Data listed in a dataset
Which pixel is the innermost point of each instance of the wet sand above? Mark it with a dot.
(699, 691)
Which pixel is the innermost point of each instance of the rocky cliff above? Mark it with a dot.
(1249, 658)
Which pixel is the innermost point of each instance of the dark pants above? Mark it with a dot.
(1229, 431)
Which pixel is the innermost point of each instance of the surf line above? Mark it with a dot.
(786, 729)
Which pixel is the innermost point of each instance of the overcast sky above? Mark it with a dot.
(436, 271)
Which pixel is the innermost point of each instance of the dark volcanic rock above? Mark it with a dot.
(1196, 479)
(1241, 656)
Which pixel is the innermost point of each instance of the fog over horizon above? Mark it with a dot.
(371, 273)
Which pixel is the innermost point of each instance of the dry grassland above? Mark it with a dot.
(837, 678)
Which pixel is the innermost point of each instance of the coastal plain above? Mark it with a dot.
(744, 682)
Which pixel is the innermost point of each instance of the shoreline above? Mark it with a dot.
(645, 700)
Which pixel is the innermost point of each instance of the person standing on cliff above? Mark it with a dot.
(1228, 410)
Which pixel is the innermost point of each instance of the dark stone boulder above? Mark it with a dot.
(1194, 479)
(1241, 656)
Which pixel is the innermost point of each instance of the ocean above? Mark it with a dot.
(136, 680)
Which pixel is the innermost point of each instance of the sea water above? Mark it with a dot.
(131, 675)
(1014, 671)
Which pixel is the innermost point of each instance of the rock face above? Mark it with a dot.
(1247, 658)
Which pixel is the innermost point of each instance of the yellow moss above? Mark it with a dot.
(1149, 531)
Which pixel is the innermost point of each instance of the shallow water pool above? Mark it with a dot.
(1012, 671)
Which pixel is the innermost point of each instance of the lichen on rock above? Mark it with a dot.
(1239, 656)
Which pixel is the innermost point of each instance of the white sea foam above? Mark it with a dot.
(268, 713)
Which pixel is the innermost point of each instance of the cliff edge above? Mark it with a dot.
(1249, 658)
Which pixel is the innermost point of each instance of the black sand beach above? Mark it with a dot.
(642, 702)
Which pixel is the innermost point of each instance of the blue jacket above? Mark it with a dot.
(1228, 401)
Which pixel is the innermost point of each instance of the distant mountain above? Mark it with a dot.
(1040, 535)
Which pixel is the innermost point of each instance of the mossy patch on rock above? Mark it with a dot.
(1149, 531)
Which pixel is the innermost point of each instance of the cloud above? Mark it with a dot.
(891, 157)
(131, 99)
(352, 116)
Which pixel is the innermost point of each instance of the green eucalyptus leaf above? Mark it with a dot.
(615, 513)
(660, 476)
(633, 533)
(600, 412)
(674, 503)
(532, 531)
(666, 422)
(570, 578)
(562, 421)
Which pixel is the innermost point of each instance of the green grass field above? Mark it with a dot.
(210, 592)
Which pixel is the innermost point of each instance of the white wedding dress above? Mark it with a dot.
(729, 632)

## [What the exercise asks]
Please rewrite everything from the line containing "sky above? Mark it with a dot." down to the line containing "(1014, 671)", and leave the request lines unchanged. Multiply each coordinate in the answers by 2.1 and round it to a whole number, with halves rounded up.

## [Written solution]
Which pixel is the innermost point of each instance of the overcast sky above? Mark it with a dot.
(916, 569)
Which pixel is the innermost point of each instance of the dark volcanic rock above? Mark it with a dot.
(2512, 1006)
(2606, 1378)
Which pixel is the innermost point of each instance of the fog over horizon above? Mark it with a dot.
(779, 573)
Which pixel is the innermost point of each instance of the dry grassland above? Mark it with a dot.
(1758, 1424)
Which pixel is the innermost point of each instance of the coastal plain above? Mark it with a dot.
(1562, 1432)
Which pixel is the innermost point of each instance of the shoreline above? Mark it with a dot.
(1355, 1470)
Which pixel is the innermost point of each instance of the person standing on cliff above? Mark it with a dot.
(2579, 861)
Which pixel is the innermost point of each instance of the dark stone boulder above? Mark it with a dot.
(2507, 1006)
(2606, 1378)
Which pixel is the innermost point of each instance of the ocean above? Mark it with a dot.
(286, 1428)
Which pixel is the innermost point of each instance of the sea water above? Mark it with a dot.
(275, 1418)
(2129, 1409)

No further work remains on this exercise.